▸ Required work
Convert the lines of the material below, from the line containing "Please put a dot on every instance of the metal" up to and including the line containing "<point>402,130</point>", into a JSON list of strings with one string per line, leaving out any blank lines.

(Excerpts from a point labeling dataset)
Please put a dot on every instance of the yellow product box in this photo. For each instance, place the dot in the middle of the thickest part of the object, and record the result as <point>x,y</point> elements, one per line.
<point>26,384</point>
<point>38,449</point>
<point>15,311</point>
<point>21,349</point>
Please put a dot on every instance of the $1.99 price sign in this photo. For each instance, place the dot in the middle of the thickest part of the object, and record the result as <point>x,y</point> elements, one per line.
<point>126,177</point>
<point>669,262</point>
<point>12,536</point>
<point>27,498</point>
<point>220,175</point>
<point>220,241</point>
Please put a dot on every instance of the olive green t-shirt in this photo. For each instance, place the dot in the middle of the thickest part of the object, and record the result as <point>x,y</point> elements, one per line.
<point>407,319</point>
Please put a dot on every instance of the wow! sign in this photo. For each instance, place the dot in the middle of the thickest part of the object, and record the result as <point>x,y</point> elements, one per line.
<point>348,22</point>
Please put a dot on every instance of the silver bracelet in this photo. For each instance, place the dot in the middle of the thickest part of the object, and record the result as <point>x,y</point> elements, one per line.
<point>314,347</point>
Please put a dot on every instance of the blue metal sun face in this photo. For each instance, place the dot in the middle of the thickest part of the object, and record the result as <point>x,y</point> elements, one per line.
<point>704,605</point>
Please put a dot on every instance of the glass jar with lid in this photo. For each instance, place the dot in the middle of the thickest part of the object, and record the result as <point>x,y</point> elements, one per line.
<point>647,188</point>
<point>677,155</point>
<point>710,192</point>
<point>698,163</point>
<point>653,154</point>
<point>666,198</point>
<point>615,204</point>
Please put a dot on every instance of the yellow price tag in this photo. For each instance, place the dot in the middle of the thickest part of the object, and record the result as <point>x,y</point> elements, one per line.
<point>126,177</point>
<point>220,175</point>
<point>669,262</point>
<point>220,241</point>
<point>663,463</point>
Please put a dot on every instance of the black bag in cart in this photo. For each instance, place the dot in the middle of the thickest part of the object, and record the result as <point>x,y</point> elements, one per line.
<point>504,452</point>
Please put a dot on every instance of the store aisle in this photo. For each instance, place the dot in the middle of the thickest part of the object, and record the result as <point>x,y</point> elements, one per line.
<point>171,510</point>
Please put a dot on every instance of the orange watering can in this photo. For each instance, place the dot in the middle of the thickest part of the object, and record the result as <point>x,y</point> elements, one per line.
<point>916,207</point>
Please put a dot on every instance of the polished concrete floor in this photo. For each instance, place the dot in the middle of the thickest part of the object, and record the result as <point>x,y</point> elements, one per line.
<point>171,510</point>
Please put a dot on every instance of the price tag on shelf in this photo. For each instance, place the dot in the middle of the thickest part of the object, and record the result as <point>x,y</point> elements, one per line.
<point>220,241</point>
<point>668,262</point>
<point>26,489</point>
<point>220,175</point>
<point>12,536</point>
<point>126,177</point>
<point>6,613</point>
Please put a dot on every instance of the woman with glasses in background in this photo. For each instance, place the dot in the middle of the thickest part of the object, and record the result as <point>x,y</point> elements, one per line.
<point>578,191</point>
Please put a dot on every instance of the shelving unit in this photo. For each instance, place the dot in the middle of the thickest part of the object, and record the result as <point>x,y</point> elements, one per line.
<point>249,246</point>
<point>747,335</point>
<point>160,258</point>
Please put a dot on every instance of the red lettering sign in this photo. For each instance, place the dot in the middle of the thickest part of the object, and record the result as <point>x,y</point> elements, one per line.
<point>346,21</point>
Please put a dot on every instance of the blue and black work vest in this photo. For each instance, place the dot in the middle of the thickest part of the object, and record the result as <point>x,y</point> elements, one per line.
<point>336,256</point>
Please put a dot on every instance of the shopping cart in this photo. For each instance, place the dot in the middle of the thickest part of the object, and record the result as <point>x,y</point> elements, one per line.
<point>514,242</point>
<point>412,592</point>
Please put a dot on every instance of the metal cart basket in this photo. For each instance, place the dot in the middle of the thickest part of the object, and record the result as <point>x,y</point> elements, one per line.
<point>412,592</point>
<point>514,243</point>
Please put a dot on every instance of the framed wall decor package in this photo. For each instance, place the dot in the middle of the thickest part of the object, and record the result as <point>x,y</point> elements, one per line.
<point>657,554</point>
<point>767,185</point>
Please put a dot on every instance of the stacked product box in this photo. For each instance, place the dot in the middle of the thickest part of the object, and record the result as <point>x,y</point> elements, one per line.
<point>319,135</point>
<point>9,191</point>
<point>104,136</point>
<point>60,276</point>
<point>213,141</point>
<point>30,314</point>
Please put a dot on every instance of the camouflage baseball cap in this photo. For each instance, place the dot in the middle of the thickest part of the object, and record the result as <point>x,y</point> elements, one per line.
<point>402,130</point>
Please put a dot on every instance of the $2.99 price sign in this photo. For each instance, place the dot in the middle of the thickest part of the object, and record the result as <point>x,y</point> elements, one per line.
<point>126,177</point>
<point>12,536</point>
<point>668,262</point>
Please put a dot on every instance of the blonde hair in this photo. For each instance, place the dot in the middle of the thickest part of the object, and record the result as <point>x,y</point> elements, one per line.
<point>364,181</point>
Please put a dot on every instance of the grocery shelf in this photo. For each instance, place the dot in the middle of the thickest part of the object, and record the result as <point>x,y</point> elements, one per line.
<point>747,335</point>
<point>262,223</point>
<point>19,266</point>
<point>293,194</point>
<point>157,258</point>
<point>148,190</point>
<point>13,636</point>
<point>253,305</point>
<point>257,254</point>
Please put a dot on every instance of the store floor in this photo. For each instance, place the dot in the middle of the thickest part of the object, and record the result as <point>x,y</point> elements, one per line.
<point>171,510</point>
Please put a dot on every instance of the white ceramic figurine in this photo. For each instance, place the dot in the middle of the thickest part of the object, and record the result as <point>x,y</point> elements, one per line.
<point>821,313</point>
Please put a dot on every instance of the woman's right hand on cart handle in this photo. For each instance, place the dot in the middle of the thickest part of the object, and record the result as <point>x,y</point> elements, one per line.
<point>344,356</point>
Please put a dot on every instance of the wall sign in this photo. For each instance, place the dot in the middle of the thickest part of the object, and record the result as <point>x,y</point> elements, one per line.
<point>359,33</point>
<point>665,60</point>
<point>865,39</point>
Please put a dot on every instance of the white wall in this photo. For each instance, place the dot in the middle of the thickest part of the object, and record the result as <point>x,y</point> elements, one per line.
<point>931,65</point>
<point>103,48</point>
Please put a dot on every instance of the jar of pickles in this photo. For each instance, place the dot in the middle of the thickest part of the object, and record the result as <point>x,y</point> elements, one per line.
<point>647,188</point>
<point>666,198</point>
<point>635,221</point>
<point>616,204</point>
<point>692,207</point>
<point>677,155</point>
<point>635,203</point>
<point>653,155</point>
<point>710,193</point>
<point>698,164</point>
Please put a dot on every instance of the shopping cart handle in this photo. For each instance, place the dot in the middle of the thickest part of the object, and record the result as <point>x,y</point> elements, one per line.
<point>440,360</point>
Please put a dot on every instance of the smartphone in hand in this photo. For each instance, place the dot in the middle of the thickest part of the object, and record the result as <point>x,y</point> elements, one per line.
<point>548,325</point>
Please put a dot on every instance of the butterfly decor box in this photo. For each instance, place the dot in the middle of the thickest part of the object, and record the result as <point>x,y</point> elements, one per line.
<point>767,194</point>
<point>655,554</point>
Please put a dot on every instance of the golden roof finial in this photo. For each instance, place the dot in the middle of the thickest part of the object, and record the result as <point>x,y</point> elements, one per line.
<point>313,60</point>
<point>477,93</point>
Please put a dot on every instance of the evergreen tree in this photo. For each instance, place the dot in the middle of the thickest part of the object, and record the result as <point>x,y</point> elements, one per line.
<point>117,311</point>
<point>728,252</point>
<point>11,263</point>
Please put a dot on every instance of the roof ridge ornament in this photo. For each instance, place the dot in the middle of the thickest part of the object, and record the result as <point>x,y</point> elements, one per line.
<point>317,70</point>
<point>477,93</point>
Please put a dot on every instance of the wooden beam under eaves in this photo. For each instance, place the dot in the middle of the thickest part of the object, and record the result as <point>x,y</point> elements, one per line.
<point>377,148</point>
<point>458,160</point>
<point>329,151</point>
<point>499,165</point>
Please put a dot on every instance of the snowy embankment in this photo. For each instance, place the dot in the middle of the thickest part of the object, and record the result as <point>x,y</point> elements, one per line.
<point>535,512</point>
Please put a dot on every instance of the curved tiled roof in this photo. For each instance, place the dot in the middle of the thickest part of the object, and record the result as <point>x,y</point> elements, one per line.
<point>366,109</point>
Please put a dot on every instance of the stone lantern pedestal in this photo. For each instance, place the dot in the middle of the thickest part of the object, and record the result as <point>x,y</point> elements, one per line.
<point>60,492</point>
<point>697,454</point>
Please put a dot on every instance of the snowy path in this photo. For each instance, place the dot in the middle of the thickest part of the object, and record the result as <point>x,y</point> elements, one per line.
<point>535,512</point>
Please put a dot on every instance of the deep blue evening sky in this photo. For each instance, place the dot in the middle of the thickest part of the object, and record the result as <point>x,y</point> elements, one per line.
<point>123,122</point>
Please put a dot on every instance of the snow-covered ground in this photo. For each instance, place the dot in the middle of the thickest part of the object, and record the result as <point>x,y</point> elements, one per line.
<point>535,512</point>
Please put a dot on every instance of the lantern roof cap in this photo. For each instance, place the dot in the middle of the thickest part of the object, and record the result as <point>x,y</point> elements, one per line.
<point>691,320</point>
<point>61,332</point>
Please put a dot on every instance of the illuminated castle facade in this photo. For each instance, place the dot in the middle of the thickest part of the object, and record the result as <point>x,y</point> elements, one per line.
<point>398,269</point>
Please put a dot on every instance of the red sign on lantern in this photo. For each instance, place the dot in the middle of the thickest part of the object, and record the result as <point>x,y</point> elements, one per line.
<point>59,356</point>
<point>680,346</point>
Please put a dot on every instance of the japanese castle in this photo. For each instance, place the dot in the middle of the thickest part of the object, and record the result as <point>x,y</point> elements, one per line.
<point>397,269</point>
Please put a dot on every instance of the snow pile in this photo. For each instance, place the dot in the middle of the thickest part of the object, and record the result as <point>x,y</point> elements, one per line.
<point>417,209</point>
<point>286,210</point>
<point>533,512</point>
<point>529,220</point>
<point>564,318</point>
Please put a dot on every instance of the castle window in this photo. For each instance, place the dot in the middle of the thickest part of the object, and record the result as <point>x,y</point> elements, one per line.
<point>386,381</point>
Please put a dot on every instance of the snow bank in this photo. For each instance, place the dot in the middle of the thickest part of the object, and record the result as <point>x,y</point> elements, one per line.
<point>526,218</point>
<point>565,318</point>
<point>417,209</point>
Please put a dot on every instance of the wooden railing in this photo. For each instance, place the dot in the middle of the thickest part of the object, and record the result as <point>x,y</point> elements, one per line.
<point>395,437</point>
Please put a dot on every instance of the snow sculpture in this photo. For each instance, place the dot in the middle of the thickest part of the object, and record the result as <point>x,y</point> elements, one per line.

▸ Answer in full
[
  "Please put a dot on every instance of the metal cart basket in this photo. For each instance, place the dot in the middle of the thickest part of the object, and record the result as <point>x,y</point> elements, one per line.",
  "<point>412,592</point>",
  "<point>514,243</point>",
  "Please put a dot on every instance of the framed wall decor package in this photo. For each instance, place the dot in the middle of the thickest part of the object, and record the result as <point>x,y</point> elements, one per line.",
  "<point>657,554</point>",
  "<point>767,185</point>",
  "Please put a dot on every instance of the stacked product box in this photo. For each instance, place the dot in the middle of the thickest part of the object, and record the result as <point>x,y</point> elements, one per line.",
  "<point>319,135</point>",
  "<point>9,191</point>",
  "<point>104,136</point>",
  "<point>60,276</point>",
  "<point>213,141</point>",
  "<point>30,314</point>",
  "Please put a dot on every instance of the camouflage baseball cap in this photo. For each instance, place the dot in the middle of the thickest part of the object, and record the result as <point>x,y</point> elements, one per line.",
  "<point>402,130</point>"
]